* EXERCISE OBJECTIVE *
Images must not appear in your copy; reproduce every other part of the records exactly.

Image point annotation entries
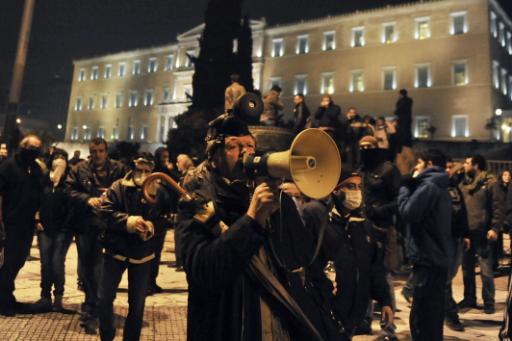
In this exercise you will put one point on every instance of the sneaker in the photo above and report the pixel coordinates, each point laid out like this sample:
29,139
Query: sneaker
454,323
465,305
489,309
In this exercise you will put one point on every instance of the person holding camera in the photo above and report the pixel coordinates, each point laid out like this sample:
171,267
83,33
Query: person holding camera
129,245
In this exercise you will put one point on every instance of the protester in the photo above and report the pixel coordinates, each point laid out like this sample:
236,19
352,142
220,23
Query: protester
21,187
271,107
87,184
485,205
233,92
54,234
301,114
227,300
356,255
128,238
424,204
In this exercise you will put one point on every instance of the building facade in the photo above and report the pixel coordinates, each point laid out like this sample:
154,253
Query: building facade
453,56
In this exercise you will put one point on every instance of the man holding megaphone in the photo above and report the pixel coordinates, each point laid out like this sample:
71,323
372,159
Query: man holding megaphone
237,290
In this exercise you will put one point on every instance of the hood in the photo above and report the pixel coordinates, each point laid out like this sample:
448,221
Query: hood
436,175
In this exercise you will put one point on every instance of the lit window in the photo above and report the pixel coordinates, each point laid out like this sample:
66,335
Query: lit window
327,83
81,75
104,100
509,43
494,25
459,23
152,65
121,72
191,53
301,84
275,81
422,28
504,81
148,97
423,77
133,101
144,133
115,134
131,133
94,73
357,36
356,81
108,71
329,42
496,74
389,35
74,134
422,127
100,132
119,100
302,44
136,67
277,47
91,103
460,126
169,62
389,79
502,34
78,104
460,73
166,97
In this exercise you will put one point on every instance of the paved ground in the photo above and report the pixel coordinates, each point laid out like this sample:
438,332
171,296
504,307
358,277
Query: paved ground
165,315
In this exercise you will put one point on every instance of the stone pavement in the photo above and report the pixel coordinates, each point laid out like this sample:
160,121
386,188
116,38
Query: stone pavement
165,314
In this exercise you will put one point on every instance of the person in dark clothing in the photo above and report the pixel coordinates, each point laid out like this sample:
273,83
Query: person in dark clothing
21,186
404,113
54,235
425,205
460,243
87,184
128,240
485,205
76,158
348,242
327,116
227,255
301,113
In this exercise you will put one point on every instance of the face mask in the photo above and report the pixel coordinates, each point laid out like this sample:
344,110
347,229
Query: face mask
58,169
139,176
28,155
353,200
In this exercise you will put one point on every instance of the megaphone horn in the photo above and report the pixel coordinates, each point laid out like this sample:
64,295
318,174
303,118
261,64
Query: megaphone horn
313,163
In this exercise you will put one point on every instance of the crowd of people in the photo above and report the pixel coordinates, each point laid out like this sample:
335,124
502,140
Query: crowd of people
263,261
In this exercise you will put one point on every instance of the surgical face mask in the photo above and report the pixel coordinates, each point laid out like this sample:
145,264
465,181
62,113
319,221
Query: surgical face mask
139,176
353,199
58,169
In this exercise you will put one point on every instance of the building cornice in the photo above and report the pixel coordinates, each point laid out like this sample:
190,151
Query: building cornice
405,8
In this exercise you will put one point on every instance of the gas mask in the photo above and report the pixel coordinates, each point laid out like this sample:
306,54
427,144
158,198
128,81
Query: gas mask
57,171
353,199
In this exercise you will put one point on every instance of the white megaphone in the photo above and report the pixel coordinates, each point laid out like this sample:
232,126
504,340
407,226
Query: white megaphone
313,163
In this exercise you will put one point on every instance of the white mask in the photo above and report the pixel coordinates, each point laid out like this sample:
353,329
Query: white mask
58,169
353,200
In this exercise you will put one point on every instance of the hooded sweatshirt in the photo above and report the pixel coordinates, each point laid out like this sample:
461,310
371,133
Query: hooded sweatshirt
428,213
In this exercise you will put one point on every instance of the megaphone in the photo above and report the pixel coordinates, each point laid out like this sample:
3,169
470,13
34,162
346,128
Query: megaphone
313,163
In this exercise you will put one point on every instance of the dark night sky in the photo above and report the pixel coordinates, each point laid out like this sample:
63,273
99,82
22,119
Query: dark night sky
64,30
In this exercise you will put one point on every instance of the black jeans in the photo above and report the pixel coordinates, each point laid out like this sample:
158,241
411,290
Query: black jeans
427,312
53,249
155,263
138,275
482,250
17,248
90,259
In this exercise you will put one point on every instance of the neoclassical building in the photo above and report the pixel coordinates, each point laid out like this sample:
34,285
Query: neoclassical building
453,56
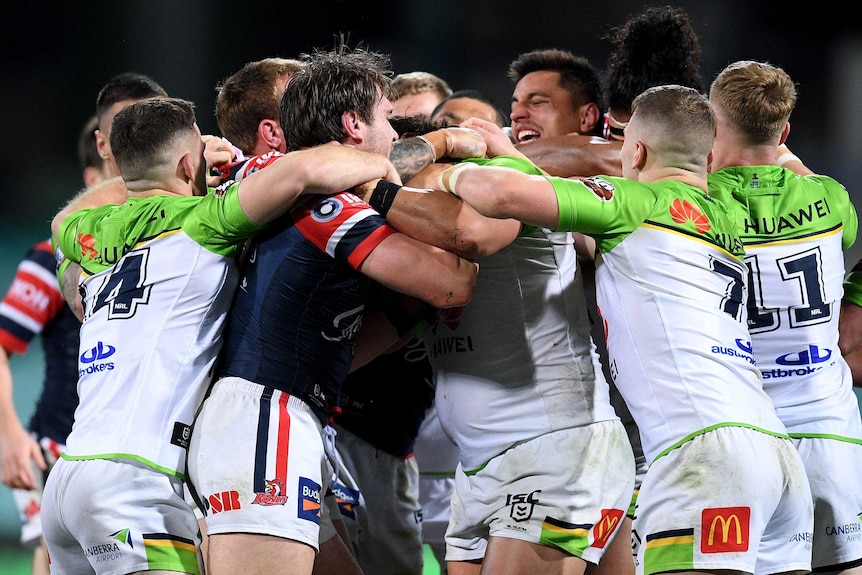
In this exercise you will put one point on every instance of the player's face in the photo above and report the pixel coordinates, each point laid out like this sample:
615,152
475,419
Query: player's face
415,104
455,111
379,133
542,108
199,185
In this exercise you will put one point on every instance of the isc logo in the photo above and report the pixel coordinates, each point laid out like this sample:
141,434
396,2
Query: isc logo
224,501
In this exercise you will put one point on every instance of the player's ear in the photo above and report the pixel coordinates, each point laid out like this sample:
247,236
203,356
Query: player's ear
639,155
590,117
269,132
351,124
186,168
784,133
101,144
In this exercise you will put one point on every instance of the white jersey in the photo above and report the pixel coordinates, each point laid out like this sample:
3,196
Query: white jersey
152,321
672,298
517,362
795,230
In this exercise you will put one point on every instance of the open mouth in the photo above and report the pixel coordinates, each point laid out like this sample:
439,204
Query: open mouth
527,135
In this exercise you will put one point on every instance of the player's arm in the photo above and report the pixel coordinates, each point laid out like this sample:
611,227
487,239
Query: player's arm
499,192
574,155
787,159
438,218
408,266
412,155
112,191
327,169
17,447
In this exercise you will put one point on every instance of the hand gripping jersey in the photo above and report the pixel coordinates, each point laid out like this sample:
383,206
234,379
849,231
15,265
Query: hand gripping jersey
159,276
34,306
670,288
795,230
518,361
300,302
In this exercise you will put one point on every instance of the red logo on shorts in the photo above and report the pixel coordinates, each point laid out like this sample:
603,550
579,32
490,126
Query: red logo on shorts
725,529
273,493
606,526
224,501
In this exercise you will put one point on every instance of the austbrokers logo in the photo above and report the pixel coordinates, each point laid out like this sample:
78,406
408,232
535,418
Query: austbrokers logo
92,359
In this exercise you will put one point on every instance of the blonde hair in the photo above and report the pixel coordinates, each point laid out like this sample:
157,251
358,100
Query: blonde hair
755,97
418,83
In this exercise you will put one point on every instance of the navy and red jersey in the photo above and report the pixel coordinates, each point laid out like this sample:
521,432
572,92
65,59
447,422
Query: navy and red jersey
300,300
33,305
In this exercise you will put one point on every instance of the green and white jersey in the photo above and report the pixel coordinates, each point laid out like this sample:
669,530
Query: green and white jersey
517,362
670,288
159,276
795,230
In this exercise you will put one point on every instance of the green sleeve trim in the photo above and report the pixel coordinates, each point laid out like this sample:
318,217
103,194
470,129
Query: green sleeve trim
700,432
853,288
147,462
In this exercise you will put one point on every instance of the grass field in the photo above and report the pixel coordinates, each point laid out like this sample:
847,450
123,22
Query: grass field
17,561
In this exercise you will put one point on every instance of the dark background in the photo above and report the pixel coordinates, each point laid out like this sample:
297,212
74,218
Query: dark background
56,56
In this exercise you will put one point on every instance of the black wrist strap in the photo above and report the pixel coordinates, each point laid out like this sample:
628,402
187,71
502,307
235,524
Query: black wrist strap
382,197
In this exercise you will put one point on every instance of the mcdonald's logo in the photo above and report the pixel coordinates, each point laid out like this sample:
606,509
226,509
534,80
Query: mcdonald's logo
725,529
606,526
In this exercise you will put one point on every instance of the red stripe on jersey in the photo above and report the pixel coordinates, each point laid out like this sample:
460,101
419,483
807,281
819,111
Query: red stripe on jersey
283,442
358,255
13,344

* SOLUTION TO THIS PROBLEM *
In this exercise you will put one point on every instance of the sneaker in the photo above and report the pixel coordinates, each point laid out like this sample:
29,139
Query: sneaker
454,323
465,305
489,309
In this exercise you will put one point on every instance of the person holding camera in the photo above and report the pixel coordinates, each point laid out like this sample:
171,267
83,33
Query: person holding camera
129,245
In this exercise you will put one point on every instance of the protester in the photo above and report the pixel coordinates, each point laid out like this sample:
236,19
352,142
220,23
Query: protester
21,187
271,107
87,184
485,205
233,92
54,234
301,114
227,300
356,255
128,238
424,204
In this exercise you will put one point on every instance of the building facade in the photo above and report the pixel coordinates, each point laid out like this sample:
154,253
Query: building facade
453,56
In this exercise you will put one point on every instance of the man holding megaphone in the photo above and report the pixel coordinates, each point laid out like this sample:
71,323
372,159
Query: man holding megaphone
237,290
In this exercise you will put one point on every instance of the hood in the photo above and report the pixel coordinates, each point laid out like this sample:
448,221
Query: hood
436,175
In this exercise you will put one point on every instance of the lit window in the photo above and report the pixel coordinates, each point laid out like this sample:
66,335
Query: lit window
327,83
81,75
104,100
509,43
494,25
459,23
152,65
121,72
191,53
301,84
275,81
422,28
504,81
148,97
423,77
133,101
144,133
115,134
131,133
94,73
357,36
356,81
108,71
329,42
496,74
389,35
74,134
422,127
100,132
119,100
302,44
136,67
277,47
91,103
460,126
169,62
389,79
502,34
78,104
460,73
166,97
In this exercise you will put one point on every instance of the paved ground in the photo above and report the pixel coordinates, each point laid out like this sample:
438,332
171,296
504,307
358,277
Query: paved ground
165,315
In this exercise you will put one point on every instance of the stone pavement in the photo above and report the pixel coordinates, each point laid out like this sample:
160,121
386,188
116,38
Query: stone pavement
165,314
In this exercise you will put one point on every instance of the person in dark clothing in the photo above and report the pixel coordinates, each point laid out like this sample:
273,83
Query: person in dark clothing
21,186
404,113
54,235
425,205
460,243
87,184
128,240
485,205
76,158
348,242
327,116
227,255
301,113
In this exercise you will put one point on every instance of the face mask in the photo above and report the pixel coordinates, each point laid out like this sample:
344,110
347,229
Query: face mask
58,169
139,176
28,155
353,200
In this exercise you will put one point on every instance of the megaphone horn in the photo above and report the pixel coordinates, each point laid out like this sample:
64,295
318,174
303,118
261,64
Query: megaphone horn
313,163
In this exercise you will put one point on every instance of the crowd of people in the photo above and report the pixel coordinates, each point laid out like this sample:
335,124
502,140
Query: crowd of people
263,261
In this exercise you will put one point on every instance of the surgical face mask in the photo above and report the pixel coordinates, each point laid out like this sample:
145,264
465,181
62,113
319,221
Query: surgical face mask
139,176
353,199
58,169
In this exercise you will put one point on every instance of the building cornice in the photo above and report the pixel coordinates, each point laid out like this sample:
190,151
Query: building cornice
405,8
In this exercise you will put one point on every instance of the gas mask in the photo above and report the pixel coordinates, each point laid out like this sample:
306,54
427,144
158,198
128,81
Query: gas mask
57,171
353,199
In this exercise you will put one point on every instance of the white megaphone in the photo above and report the pixel coordinates, each point laid out like this sample:
232,126
504,340
407,226
Query: white megaphone
313,163
In this exercise you will put one point on every instance of the white mask in the photo above and report the pixel coordinates, each point laid out like this sample:
353,329
Query: white mask
58,169
353,200
In this exercise you will put one point on every instance of the hooded sweatshirt in the photo above and report the pixel coordinates, each point laid out like this sample:
461,310
371,133
Query: hooded sweatshirt
428,213
In this exercise you will put one point on every instance of the megaphone in the photo above and report the pixel coordinates, each point laid out like this sample:
3,169
470,13
34,162
346,128
Query: megaphone
313,163
In this exercise you will put one point on every instance of the dark night sky in the photo above and report the pixel coordinates, each point laid out like this sample:
63,273
99,82
22,119
Query: dark night sky
64,30
In this exercise you will put one point on every instance of the black jeans in the photo above and report the pixel coordinates, each point laid out like this sample:
158,241
411,290
Query: black jeans
427,312
53,249
155,263
138,275
482,250
17,248
90,259
In this exercise you will put one point on every instance of the neoclassical building in the photo above and report the pixel coordinates, each point laid out like this sample:
34,285
Query: neoclassical building
453,56
In this exercise you will put one point on every instance of the player's face in the photo above and report the pixel coordinates, each point laid out like this sample:
615,152
475,419
Query: player's face
415,104
455,111
379,133
542,108
199,185
In this exercise you will put one point on every instance of the isc logo in the photo above and report the pixel coordinates, each point laid out like this sample:
141,434
396,2
Query: isc logo
224,501
In this exercise you will put one point on every instance of the player's ear in the photo above and report the pixel coordinates, each point laid out like this sample:
247,236
203,356
Query: player's ear
639,155
590,117
269,132
351,124
186,168
784,133
101,144
In this exercise you will put one point on every instance of the white jersey in the photo above and report the pixel coordinates, each point laid out like this sample:
3,196
Query: white jersey
152,321
672,298
517,362
795,230
In this exercise you will put one point on every instance of the open mouth in the photo above and report the pixel coordinates, each point laid out like this sample:
439,204
Query: open mouth
527,135
In this exercise you will put one point on every instance of the player's arm in the photo above and report the pixel coordinates, each point laid out like this sample:
611,227
487,239
Query: player's arm
499,192
574,155
787,159
438,218
408,266
412,155
112,191
327,169
17,447
In this exercise you will put one point on every instance of the hand gripping jersey in the photo above and report the pixel coordinates, each point laid out like this sample:
383,206
234,379
849,231
15,265
Query: hand gripping jersey
159,276
34,306
670,288
795,230
518,361
300,302
In this exercise you will put one point on every instance of the red logo on shorts in the photo above and report the pixel coordinates, each point laid out like this sample:
603,550
579,32
490,126
Query: red logo on shorts
725,529
273,493
606,526
224,501
In this exercise you will put one point on every instance of the austbrokers logo in the photo above and report the pixel coordinates, each point laid out like this sample:
78,406
408,232
535,418
Query: austbrokers logo
92,359
In this exercise you will put one point on every instance of the blonde hair in the photo above and report the pixel coordinates, each point laid out like this sample:
157,251
358,100
Query: blonde hair
755,97
418,83
In this exercise you will put one point on every instance of the navy and red jersey in the photo above and report the pixel coordinates, each point laid out like this sample:
521,432
572,92
65,59
447,422
Query: navy and red jersey
300,300
33,305
In this exercise you will put one point on every instance of the green and white jersey in the photo above and report the pixel coordinates, each point laid out like this sample:
669,530
Query: green and white jersey
517,362
670,288
159,276
795,230
In this exercise you will put one point on every instance of the green sleeve trim in the photo above and report the pixel coordinates, each point laid out like this sample:
318,217
103,194
470,129
Query: green sleeve trim
700,432
853,288
147,462
In this exercise you will put one point on every instance of the grass field in the photo above and report the pixel coordinates, each point laid out like this sample:
847,450
123,22
Query: grass field
17,561
In this exercise you will put one point on every instance of the dark background in the photo above and report the pixel coordinates, each point laid out like this sample:
297,212
74,218
Query: dark background
56,56
In this exercise you will put one point on every instance of the black wrist strap in the photo above and report the pixel coordinates, each point laid out like this sample:
628,402
187,71
502,307
235,524
Query: black wrist strap
382,197
In this exercise you will put one point on every instance of the mcdonald's logo in the photo above and report the pixel coordinates, each point laid out like this sample:
606,509
226,509
534,80
Query: mcdonald's logo
725,529
606,526
In this exercise you will put one point on every instance of the red stripe on jersey in the photo above and report the pixel coordinates, each point laid out like this sample:
460,101
419,483
807,281
819,111
Query: red stripe on jersey
283,442
358,255
13,344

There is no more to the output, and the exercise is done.